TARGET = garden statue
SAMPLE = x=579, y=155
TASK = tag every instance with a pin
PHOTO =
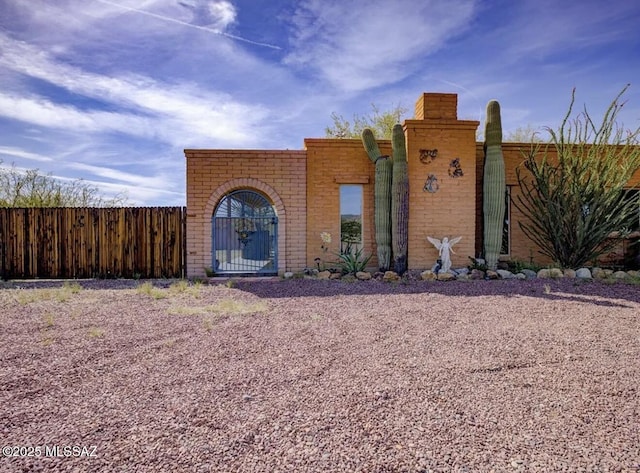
x=444, y=248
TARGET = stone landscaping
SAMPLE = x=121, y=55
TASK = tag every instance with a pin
x=464, y=274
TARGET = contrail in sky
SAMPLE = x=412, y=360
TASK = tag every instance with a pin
x=184, y=23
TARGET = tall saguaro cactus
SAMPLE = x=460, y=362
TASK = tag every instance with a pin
x=382, y=198
x=399, y=201
x=494, y=185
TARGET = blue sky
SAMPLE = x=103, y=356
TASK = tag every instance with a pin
x=113, y=91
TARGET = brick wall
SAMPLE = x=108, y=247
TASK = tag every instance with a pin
x=279, y=175
x=451, y=211
x=304, y=187
x=331, y=163
x=522, y=248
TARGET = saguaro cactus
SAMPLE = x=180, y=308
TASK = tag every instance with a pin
x=382, y=198
x=399, y=201
x=494, y=186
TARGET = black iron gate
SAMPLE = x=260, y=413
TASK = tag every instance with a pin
x=245, y=235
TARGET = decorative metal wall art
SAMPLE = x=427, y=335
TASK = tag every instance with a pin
x=454, y=168
x=428, y=155
x=431, y=185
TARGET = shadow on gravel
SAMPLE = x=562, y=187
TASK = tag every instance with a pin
x=575, y=290
x=593, y=292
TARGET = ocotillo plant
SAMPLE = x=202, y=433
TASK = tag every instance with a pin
x=494, y=186
x=382, y=198
x=399, y=201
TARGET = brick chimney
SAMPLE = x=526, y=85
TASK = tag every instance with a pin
x=437, y=107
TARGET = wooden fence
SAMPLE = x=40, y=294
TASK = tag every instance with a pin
x=128, y=242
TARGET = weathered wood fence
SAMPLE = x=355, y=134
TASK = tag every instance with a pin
x=92, y=242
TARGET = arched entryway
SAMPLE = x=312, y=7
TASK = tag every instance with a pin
x=245, y=234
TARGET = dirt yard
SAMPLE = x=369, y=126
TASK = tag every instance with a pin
x=320, y=376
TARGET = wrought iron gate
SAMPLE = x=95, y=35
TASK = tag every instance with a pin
x=245, y=235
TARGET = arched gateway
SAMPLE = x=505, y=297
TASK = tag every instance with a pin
x=244, y=234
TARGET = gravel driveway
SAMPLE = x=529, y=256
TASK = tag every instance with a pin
x=320, y=376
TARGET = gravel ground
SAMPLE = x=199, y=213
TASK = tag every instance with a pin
x=321, y=376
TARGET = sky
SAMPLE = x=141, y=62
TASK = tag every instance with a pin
x=113, y=91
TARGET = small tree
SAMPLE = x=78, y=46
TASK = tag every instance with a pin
x=576, y=201
x=31, y=188
x=381, y=123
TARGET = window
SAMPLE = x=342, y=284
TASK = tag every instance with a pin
x=350, y=217
x=505, y=248
x=634, y=221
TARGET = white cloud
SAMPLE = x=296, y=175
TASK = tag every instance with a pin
x=177, y=114
x=356, y=47
x=21, y=153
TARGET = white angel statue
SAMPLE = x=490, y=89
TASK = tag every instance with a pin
x=444, y=248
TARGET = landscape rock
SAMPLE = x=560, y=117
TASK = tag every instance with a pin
x=390, y=276
x=583, y=273
x=427, y=275
x=446, y=276
x=544, y=273
x=556, y=273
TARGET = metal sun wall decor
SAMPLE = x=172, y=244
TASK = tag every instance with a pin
x=428, y=155
x=455, y=170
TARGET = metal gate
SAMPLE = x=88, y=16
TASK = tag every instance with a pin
x=245, y=235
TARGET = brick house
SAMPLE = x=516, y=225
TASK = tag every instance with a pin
x=263, y=211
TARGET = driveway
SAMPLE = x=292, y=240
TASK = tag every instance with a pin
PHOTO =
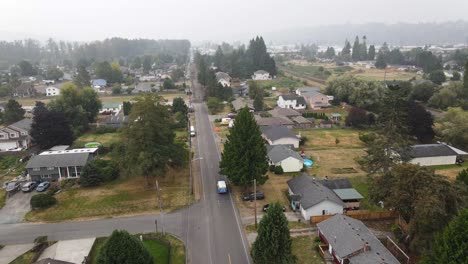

========================

Rewrite the lines of the entries as a numbered list, starting with the line that contains "TARGET = decorative metal wall art" and going on through the line that contains "x=593, y=292". Leave out any blank lines.

1. TARGET = decorative metal wall art
2. SAMPLE = x=427, y=335
3. TASK = tag every instance with a pin
4. x=454, y=168
5. x=428, y=155
6. x=431, y=185
7. TARGET = shadow on gravel
8. SAMPLE = x=562, y=187
9. TASK = tag every instance with a pin
10. x=575, y=290
11. x=593, y=292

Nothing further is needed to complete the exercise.